» **THE TASK**
Convert the material below into a JSON list of strings, one string per line, omitting blank lines.

(Saved entries)

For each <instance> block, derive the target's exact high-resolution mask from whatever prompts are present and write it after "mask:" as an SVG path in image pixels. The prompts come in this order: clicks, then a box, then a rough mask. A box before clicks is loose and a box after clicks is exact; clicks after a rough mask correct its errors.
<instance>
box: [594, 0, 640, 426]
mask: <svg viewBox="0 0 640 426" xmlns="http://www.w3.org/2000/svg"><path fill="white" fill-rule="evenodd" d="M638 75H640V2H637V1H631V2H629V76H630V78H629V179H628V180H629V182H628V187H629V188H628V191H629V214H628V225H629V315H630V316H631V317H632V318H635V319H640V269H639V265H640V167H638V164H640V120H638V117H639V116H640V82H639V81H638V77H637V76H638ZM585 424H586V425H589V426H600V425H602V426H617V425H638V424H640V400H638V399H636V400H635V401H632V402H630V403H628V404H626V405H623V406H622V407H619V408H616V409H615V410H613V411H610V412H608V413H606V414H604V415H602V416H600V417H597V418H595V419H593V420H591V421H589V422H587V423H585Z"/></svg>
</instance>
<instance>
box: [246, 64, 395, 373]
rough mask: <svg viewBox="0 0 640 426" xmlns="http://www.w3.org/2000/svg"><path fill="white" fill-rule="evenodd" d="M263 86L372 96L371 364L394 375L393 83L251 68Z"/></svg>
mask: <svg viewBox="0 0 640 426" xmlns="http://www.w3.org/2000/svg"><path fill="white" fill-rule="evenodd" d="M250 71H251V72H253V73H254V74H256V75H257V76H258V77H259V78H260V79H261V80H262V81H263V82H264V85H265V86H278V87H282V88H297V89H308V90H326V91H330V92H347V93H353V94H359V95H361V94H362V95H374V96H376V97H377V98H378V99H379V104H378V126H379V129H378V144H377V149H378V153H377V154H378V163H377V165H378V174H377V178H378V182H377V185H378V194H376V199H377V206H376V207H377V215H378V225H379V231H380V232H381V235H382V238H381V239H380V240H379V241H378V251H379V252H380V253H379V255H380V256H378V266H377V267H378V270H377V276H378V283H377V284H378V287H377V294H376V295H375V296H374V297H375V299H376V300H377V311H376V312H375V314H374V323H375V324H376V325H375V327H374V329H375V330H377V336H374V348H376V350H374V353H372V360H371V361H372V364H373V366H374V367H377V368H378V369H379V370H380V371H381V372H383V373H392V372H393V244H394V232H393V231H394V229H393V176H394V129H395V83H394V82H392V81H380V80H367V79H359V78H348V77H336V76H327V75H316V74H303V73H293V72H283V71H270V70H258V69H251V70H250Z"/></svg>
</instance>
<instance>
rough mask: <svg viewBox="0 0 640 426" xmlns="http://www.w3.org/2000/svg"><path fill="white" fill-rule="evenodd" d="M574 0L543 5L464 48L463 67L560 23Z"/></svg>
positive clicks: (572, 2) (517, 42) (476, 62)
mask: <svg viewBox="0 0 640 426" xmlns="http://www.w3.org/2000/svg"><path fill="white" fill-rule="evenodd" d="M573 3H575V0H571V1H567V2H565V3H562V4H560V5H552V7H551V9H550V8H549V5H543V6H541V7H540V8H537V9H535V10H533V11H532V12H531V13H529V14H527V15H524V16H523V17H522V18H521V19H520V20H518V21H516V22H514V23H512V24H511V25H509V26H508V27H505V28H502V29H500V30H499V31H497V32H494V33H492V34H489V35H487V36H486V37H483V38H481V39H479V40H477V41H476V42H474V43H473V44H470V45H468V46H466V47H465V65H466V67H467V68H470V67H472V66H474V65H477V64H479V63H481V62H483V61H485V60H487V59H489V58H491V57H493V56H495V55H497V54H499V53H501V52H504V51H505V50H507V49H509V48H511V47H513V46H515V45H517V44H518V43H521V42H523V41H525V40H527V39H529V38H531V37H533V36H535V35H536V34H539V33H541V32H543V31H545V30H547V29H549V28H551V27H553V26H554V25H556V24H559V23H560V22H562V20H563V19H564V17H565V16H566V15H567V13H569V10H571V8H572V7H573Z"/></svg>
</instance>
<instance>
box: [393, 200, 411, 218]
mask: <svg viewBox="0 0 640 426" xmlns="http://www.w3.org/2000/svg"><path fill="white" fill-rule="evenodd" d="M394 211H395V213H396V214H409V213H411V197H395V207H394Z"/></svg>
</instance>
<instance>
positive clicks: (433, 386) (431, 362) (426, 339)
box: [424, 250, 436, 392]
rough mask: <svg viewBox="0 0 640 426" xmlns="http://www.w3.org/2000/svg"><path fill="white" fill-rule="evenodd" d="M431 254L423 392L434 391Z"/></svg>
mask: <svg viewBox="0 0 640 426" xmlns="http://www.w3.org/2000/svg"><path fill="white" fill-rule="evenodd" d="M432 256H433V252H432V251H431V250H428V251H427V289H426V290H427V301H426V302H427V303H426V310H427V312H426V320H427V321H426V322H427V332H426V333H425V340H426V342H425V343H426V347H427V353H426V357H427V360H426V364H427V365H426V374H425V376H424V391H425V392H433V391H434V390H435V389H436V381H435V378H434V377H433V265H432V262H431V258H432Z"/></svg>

» **RESPONSE TO THIS EXERCISE**
[
  "For each <instance> block, derive the target's exact high-resolution mask from whatever prompts are present and write it after \"mask:\" as an SVG path in image pixels. The prompts come in this order: clicks, then a box, then a rough mask. A box before clicks is loose and a box after clicks is exact; clicks after a rough mask correct its errors.",
  "<instance>",
  "box: [594, 0, 640, 426]",
  "mask: <svg viewBox=\"0 0 640 426\" xmlns=\"http://www.w3.org/2000/svg\"><path fill=\"white\" fill-rule=\"evenodd\" d=\"M638 75H640V2H637V1H631V2H629V76H630V78H629V179H628V180H629V182H628V187H629V188H628V191H629V214H628V225H629V315H630V316H631V317H632V318H635V319H640V269H639V265H640V167H638V164H640V120H638V117H639V116H640V82H639V81H638V77H637V76H638ZM585 424H586V425H589V426H600V425H602V426H617V425H638V424H640V400H638V399H636V400H635V401H632V402H630V403H628V404H626V405H623V406H622V407H619V408H616V409H615V410H613V411H610V412H608V413H606V414H604V415H602V416H600V417H597V418H595V419H593V420H591V421H589V422H587V423H585Z\"/></svg>",
  "</instance>",
  "<instance>",
  "box: [246, 64, 395, 373]",
  "rough mask: <svg viewBox=\"0 0 640 426\" xmlns=\"http://www.w3.org/2000/svg\"><path fill=\"white\" fill-rule=\"evenodd\" d=\"M263 86L372 96L371 364L394 375L393 83L251 68Z\"/></svg>",
  "mask: <svg viewBox=\"0 0 640 426\" xmlns=\"http://www.w3.org/2000/svg\"><path fill=\"white\" fill-rule=\"evenodd\" d=\"M250 71H251V72H253V73H254V74H256V75H257V76H258V77H259V78H260V79H261V80H262V81H263V82H264V85H265V86H278V87H282V88H297V89H308V90H326V91H330V92H347V93H353V94H359V95H361V94H362V95H374V96H376V97H377V98H378V99H379V104H378V126H379V129H378V144H377V149H378V153H377V154H378V163H377V165H378V174H377V178H378V182H377V185H378V194H376V199H377V206H376V207H377V215H378V225H379V231H380V232H381V235H382V238H381V239H380V240H379V241H378V251H379V252H380V253H379V255H380V256H378V266H377V267H378V270H377V276H378V283H377V284H378V287H377V294H376V295H375V296H374V297H375V299H376V300H377V311H376V312H375V314H374V323H375V324H376V325H375V327H374V329H375V330H377V336H374V348H376V350H374V353H372V360H371V361H372V364H373V366H374V367H377V368H378V369H379V370H380V371H381V372H383V373H392V372H393V244H394V232H393V231H394V229H393V176H394V129H395V83H394V82H392V81H380V80H367V79H359V78H348V77H336V76H327V75H316V74H303V73H293V72H283V71H270V70H258V69H251V70H250Z\"/></svg>",
  "</instance>",
  "<instance>",
  "rough mask: <svg viewBox=\"0 0 640 426\" xmlns=\"http://www.w3.org/2000/svg\"><path fill=\"white\" fill-rule=\"evenodd\" d=\"M574 0L543 5L464 48L463 67L560 23Z\"/></svg>",
  "positive clicks: (572, 2) (517, 42) (476, 62)",
  "mask: <svg viewBox=\"0 0 640 426\" xmlns=\"http://www.w3.org/2000/svg\"><path fill=\"white\" fill-rule=\"evenodd\" d=\"M573 3H575V0H571V1H567V2H565V3H562V4H560V5H552V7H551V9H550V8H549V5H543V6H541V7H540V8H537V9H535V10H533V11H532V12H531V13H529V14H527V15H524V16H523V17H522V18H521V19H520V20H518V21H516V22H514V23H512V24H511V25H509V26H508V27H505V28H502V29H500V30H499V31H497V32H494V33H492V34H489V35H487V36H486V37H483V38H481V39H479V40H477V41H476V42H474V43H473V44H470V45H468V46H466V47H465V65H466V67H467V68H470V67H472V66H474V65H477V64H479V63H481V62H483V61H485V60H487V59H489V58H491V57H493V56H495V55H497V54H499V53H501V52H504V51H505V50H507V49H509V48H511V47H513V46H515V45H517V44H518V43H521V42H523V41H525V40H527V39H529V38H531V37H533V36H535V35H536V34H539V33H541V32H543V31H545V30H547V29H549V28H551V27H553V26H554V25H556V24H559V23H560V22H562V20H563V19H564V17H565V16H566V15H567V13H569V10H571V8H572V7H573Z\"/></svg>",
  "</instance>",
  "<instance>",
  "box: [393, 200, 411, 218]",
  "mask: <svg viewBox=\"0 0 640 426\" xmlns=\"http://www.w3.org/2000/svg\"><path fill=\"white\" fill-rule=\"evenodd\" d=\"M394 211H395V213H396V214H409V213H411V197H395V207H394Z\"/></svg>",
  "</instance>",
  "<instance>",
  "positive clicks: (433, 386) (431, 362) (426, 339)",
  "box: [424, 250, 436, 392]",
  "rough mask: <svg viewBox=\"0 0 640 426\" xmlns=\"http://www.w3.org/2000/svg\"><path fill=\"white\" fill-rule=\"evenodd\" d=\"M431 254L423 392L434 391Z\"/></svg>",
  "mask: <svg viewBox=\"0 0 640 426\" xmlns=\"http://www.w3.org/2000/svg\"><path fill=\"white\" fill-rule=\"evenodd\" d=\"M432 256H433V252H432V251H431V250H428V251H427V289H426V290H427V301H426V302H427V303H426V310H427V312H426V320H427V321H426V322H427V332H426V333H425V340H426V342H425V343H426V347H427V353H426V357H427V360H426V364H427V365H426V374H425V376H424V391H425V392H433V391H434V390H435V389H436V381H435V378H434V377H433V265H432V262H431V258H432Z\"/></svg>"
]